Das Land Niedersachsen hat bisher keine Rechtsregelungen zur Satzungsermächtigung i.S.d. §§ 22a bis 22c SGB II n.F. erlassen. Daraus folgt, daß in Niedersachsen ausschließlich § 22 SGB II anwendbar ist.

Aufgrund der Schaffung von Kommunen als SGB II-Gesamtleistungsträger, sog. Optionskommunen, zu denen der Landkreis Göttingen mit der Stadt Göttingen gehört, ergibt sich daraus folgende Problematik:

Aufgrund dessen, daß es sich bei dem SGB II um ein Bundesgesetz handelt, handeln Kommunen, vermittelt über die Bundesländer quasi im sog. übertragenen Wirkungskreis. Dies bleibt verfassungsrechtlich problematisch trotz des neuen Art. 91e GG. Dann aber können der Kreistag des Landkreises Göttingen und der Stadtrat der Stadt Göttingen, die zudem in Auftragsverwaltung des LK Göttingen handelt per landesrechtlicher Heranziehungsvereinbarung, kein KdU-Gutachten beschließen; es bliebe originales Verwaltungshandeln, die „angemessenen“ KdU, auch durch ein Gutachten, festzustellen. Andererseits müßten der Landrat oder als übergeordnete Kommunalaufsichtsbehörde das Innenministerium des Landes Niedersachsen derlei Beschlüsse kommunaler Gremien kassieren, da ansonsten die kommunalen Verwaltungen an die Beschlüsse der Kommunal„parlamente“ gebunden wären. Der Bürger kann dies nicht erzwingen.

Die Kritik am A&K-Gutachten für Göttingen ist von mir bereits zum Gegenstand meines eigenen Klageverfahrens S 39 AS 699/13 vor dem SG Hildesheim gemacht worden.

## Datenblock

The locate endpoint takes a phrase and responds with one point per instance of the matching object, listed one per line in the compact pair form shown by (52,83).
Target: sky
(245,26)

## Schriftliche Übung 1
Schreiben Sie aus dem Auszug den Abschnitt von „Die Kritik am“ bis „Hildesheim gemacht worden.“ wortgetreu ab.
## Schriftliche Übung 2
Führen Sie den Text über die Unterkunftskosten nach SGB II in Göttingen im Anschluss an seinen letzten Satz weiter.

## Lösung 1
Die Kritik am A&K-Gutachten für Göttingen ist von mir bereits zum Gegenstand meines eigenen Klageverfahrens S 39 AS 699/13 vor dem SG Hildesheim gemacht worden.

## Lösung 2
Da bereits das F+B-Gutachten 2009, welches 73.000 Euro gekostet haben soll, zum einen nie zur Anwendung kam, zum anderen durch alle entsprechenden Urteile des SG Hildesheim für nicht tragfähig und nicht nachbesserbar beurteilt wurde, steht das gleiche für das A&K-Gutachten zu befürchten.

Grunddessen habe ich meine Kritik am A&K-Gutachten auch dem Deutschen Steuerzahlerbund und dem Niedersächsischen Landesrechnungshof zukommen lassen. Der Nds. LRH hat mittlerweile mitgeteilt, daß er derzeit nicht vorhat, die Bedarfe nach § 22 SGB II zu prüfen und deshalb mein Anliegen an die Kommunalaufsicht des Nds. Innenministeriums weitergeleitet.

Meine Kritik am A&K-Gutachten 2013 zur Bestimmung der „angemessenen“ KdU für das Gebiet der Optionskommune Göttingen ist zur Dokumentation

 

hier

eingestellt.

Da mir auffällt, daß in Deutschland immer mehr kommunale Träger „Analyse&Konzepte“ mit KdU-Gutachten beauftragen, ist der ein oder andere Kritikpunkt vielleicht auch für Betroffene an anderen Orten von Interesse.